--- begin PASSAGE SHOWN ---
Re-opening the Workshop: Medieval to Early Modern

First Lecture on 31 January 2018

Workshop and workshop practices represent a core and dynamic research strand in the history of art. This strand encompasses the study of canonical artists but equally of the anonymous producers whose activities can be deduced from the surviving art objects, thanks to ever developing research questions and methodologies. This topic helps us to think about the agents and their networks (artists, patrons and other market consumers), objects and socio-economic factors (making, buying and trading) as well as the broader cultural issues of the transmission of skills and ideas (the movement of artists, objects and imagery). Our lecture series brings together leading experts in medieval and early modern historical periods in and beyond Europe, particular highpoints for the study of workshop practices, and also those researching workshop continuities and changes in later centuries, including digital mediation.
--- end PASSAGE SHOWN ---
--- begin MATERIAL ---
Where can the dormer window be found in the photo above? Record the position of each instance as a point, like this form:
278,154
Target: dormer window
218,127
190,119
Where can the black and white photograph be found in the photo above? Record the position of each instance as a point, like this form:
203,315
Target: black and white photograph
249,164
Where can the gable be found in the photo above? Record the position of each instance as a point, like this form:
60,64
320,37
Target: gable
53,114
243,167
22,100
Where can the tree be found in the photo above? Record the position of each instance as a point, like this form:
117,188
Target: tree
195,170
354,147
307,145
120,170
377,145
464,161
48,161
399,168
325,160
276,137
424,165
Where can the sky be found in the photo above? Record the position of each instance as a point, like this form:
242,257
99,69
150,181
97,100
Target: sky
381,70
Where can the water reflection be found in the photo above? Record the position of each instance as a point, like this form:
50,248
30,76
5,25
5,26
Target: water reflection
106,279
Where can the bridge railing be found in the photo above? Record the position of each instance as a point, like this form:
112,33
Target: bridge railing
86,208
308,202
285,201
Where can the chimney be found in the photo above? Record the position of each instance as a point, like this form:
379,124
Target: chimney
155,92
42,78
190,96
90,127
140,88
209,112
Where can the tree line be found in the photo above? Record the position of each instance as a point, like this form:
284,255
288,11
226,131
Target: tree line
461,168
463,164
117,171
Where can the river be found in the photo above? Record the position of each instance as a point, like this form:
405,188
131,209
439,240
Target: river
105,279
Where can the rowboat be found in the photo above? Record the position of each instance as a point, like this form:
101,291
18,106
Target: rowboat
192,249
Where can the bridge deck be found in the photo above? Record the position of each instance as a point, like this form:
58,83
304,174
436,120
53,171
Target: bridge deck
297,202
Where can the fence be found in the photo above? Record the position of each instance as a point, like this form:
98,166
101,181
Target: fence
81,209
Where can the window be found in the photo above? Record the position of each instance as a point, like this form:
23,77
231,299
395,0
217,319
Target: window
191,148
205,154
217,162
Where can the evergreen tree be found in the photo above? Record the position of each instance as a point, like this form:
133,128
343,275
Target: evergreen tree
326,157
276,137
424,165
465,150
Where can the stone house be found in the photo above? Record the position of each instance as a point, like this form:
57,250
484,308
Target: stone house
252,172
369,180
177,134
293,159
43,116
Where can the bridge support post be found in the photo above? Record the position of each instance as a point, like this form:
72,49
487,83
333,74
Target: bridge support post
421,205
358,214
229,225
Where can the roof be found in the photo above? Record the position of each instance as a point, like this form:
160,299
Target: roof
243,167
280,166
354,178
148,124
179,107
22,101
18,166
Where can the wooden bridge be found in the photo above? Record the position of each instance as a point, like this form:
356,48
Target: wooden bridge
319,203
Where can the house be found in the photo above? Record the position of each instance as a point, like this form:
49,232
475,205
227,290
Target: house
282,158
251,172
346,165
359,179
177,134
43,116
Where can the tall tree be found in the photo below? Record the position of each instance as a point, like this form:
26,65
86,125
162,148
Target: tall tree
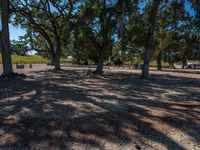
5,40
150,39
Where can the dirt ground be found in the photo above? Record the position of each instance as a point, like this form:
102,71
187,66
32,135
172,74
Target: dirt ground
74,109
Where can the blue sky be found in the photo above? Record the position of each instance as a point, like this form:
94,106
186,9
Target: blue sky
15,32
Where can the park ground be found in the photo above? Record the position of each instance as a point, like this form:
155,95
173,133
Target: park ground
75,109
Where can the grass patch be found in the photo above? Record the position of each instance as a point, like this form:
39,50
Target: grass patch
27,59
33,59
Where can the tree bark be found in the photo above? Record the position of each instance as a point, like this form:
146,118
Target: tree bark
--- end MATERIAL ---
--- begin MATERIAL ---
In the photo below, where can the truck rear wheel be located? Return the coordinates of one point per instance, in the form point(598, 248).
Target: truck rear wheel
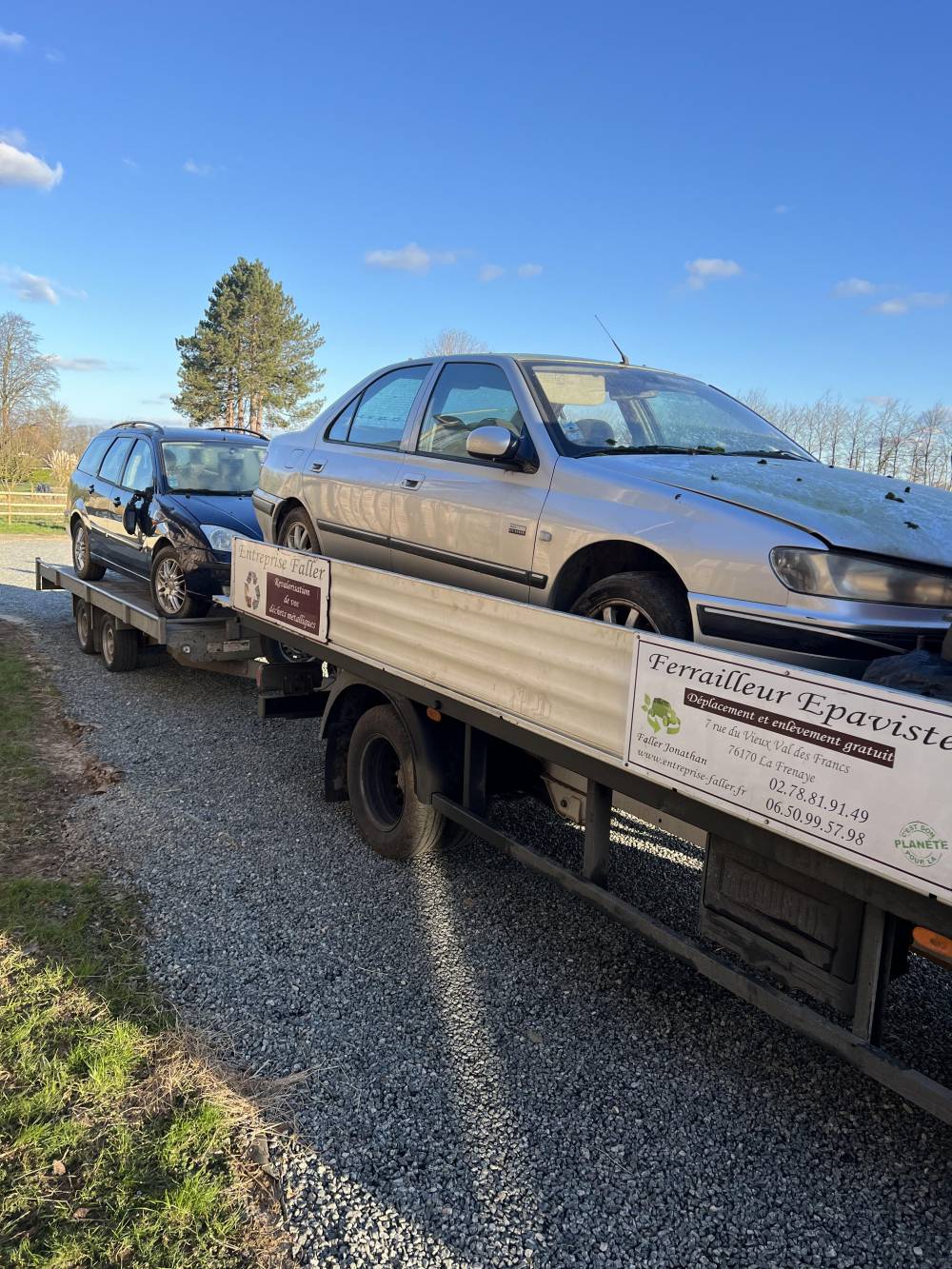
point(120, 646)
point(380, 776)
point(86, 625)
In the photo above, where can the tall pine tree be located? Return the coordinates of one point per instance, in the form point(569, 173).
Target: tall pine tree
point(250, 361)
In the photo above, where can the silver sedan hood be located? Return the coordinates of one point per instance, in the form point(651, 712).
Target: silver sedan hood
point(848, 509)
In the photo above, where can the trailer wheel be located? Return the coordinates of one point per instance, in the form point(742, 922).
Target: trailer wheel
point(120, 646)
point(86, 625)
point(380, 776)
--- end MATERIAL ---
* TASKS TO COMPLETE *
[a] Answer these from the workshop lecture notice above, one line each:
(i) On what date is the first lecture held?
(ii) Which historical span does the title name?
(iii) Which agents are listed in parentheses alongside "networks"?
[b] Please write one short paragraph that carries the workshop lecture notice forward from its final sentence.

* OUTPUTS BY TASK *
[a]
(i) 31 January 2018
(ii) Medieval to Early Modern
(iii) Artists, patrons and other market consumers

[b]
 

The aim of our lecture series on the artistic workshop is to speak to an interdisciplinary audience who are interested in thinking about issues such as agency and the commission, production and the use of art works and objects in the widest possible sense as well as those attuned to the theoretical implications these issues have for visual and material culture of all ages/periods. The lecture series will be free and open to a wide public.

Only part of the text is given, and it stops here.